* **What the task asks**
Lines that include "gtcarlot" make up the answer; copy all of them from the data below.

* **Data records**
=======

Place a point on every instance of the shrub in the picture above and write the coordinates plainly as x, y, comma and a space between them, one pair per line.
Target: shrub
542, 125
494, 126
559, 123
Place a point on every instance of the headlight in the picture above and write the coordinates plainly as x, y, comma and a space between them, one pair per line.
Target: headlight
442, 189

=======

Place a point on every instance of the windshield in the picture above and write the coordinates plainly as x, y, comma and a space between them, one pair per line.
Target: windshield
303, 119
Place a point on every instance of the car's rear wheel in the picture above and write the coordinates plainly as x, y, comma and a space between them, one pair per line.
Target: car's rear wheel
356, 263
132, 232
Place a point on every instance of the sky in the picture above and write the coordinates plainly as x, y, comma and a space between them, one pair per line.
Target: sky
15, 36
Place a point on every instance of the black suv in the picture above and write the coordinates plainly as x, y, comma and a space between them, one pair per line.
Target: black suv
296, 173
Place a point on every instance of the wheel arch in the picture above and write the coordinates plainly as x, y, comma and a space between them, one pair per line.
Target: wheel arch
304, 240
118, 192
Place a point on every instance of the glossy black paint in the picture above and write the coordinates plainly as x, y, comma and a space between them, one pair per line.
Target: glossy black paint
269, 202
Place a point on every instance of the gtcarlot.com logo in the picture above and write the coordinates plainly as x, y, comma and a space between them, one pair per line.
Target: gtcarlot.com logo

=======

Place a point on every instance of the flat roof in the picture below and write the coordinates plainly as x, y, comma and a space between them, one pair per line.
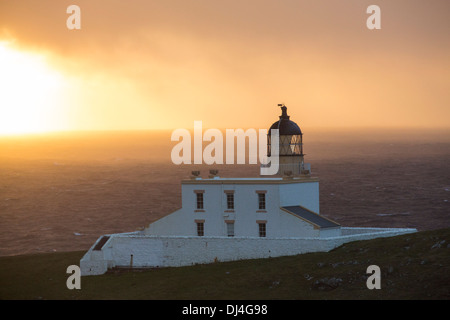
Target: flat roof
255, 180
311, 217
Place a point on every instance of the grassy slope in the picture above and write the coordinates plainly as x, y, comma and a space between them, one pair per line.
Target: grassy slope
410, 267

=======

* **Exercise output**
Place a point on every instance of the gtcarlot.com logo in the picture above and write the coordinates plainly as x, y, comma and a space between them, one pair per line.
Target: gtcarlot.com logo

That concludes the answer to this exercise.